§ Instructions to follow
Could you lay out each line of the material below as a numbered list, leaving out any blank lines?
BEGIN Supplied records
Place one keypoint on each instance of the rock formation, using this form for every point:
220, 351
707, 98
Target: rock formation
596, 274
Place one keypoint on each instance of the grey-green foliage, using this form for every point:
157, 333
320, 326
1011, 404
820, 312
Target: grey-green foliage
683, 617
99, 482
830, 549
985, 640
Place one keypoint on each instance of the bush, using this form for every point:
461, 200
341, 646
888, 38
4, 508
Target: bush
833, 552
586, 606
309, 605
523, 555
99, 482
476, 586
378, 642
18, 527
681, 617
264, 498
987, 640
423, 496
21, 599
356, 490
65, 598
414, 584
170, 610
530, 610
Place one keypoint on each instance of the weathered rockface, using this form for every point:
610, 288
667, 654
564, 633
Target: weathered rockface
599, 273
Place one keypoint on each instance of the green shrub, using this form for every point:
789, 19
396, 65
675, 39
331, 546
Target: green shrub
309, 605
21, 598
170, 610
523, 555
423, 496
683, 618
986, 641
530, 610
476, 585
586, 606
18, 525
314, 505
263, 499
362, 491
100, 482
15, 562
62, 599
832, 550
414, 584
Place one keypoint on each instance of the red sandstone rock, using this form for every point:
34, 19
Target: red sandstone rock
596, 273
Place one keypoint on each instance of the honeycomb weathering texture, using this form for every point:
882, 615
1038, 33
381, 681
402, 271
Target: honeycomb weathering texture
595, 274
END Supplied records
§ Solved problem
1. Place one keypoint on each instance of the rock formation, using this form for every point:
2. 220, 351
3. 707, 98
4. Target: rock formation
5. 596, 274
6. Place one keypoint on each instance of the grey-green foliage, using this form for every point:
7. 157, 333
8. 320, 326
9. 1011, 404
10. 820, 312
11. Target: grey-green foliage
12. 683, 617
13. 99, 482
14. 830, 549
15. 985, 640
16. Place one keypoint on each instance of the bush, using this form for every point:
17. 461, 200
18. 341, 646
19. 888, 38
20. 4, 508
21. Target: bush
22. 833, 552
23. 586, 606
24. 309, 605
25. 523, 555
26. 99, 482
27. 476, 586
28. 378, 642
29. 18, 527
30. 681, 617
31. 264, 498
32. 987, 640
33. 423, 496
34. 21, 599
35. 356, 490
36. 65, 598
37. 414, 584
38. 170, 610
39. 530, 610
40. Place one keypoint on each instance of the weathered rockface, using this form for every point:
41. 610, 288
42. 667, 654
43. 564, 633
44. Target: weathered rockface
45. 599, 273
46. Place one keypoint on each instance of the green shrub, using this form for every point:
47. 789, 19
48. 396, 65
49. 675, 39
50. 331, 546
51. Target: green shrub
52. 309, 605
53. 21, 598
54. 170, 610
55. 523, 555
56. 423, 496
57. 683, 618
58. 986, 641
59. 530, 610
60. 476, 585
61. 586, 606
62. 18, 525
63. 314, 505
64. 263, 499
65. 362, 491
66. 100, 482
67. 15, 562
68. 62, 599
69. 832, 550
70. 414, 584
71. Place one keypoint on each instance of the red sandstone rock, using this form for every point:
72. 34, 19
73. Target: red sandstone rock
74. 596, 273
75. Place one keypoint on each instance of the honeycomb weathering texture, using this form for every point:
76. 882, 615
77. 1038, 33
78. 381, 681
79. 402, 271
80. Target: honeycomb weathering texture
81. 595, 274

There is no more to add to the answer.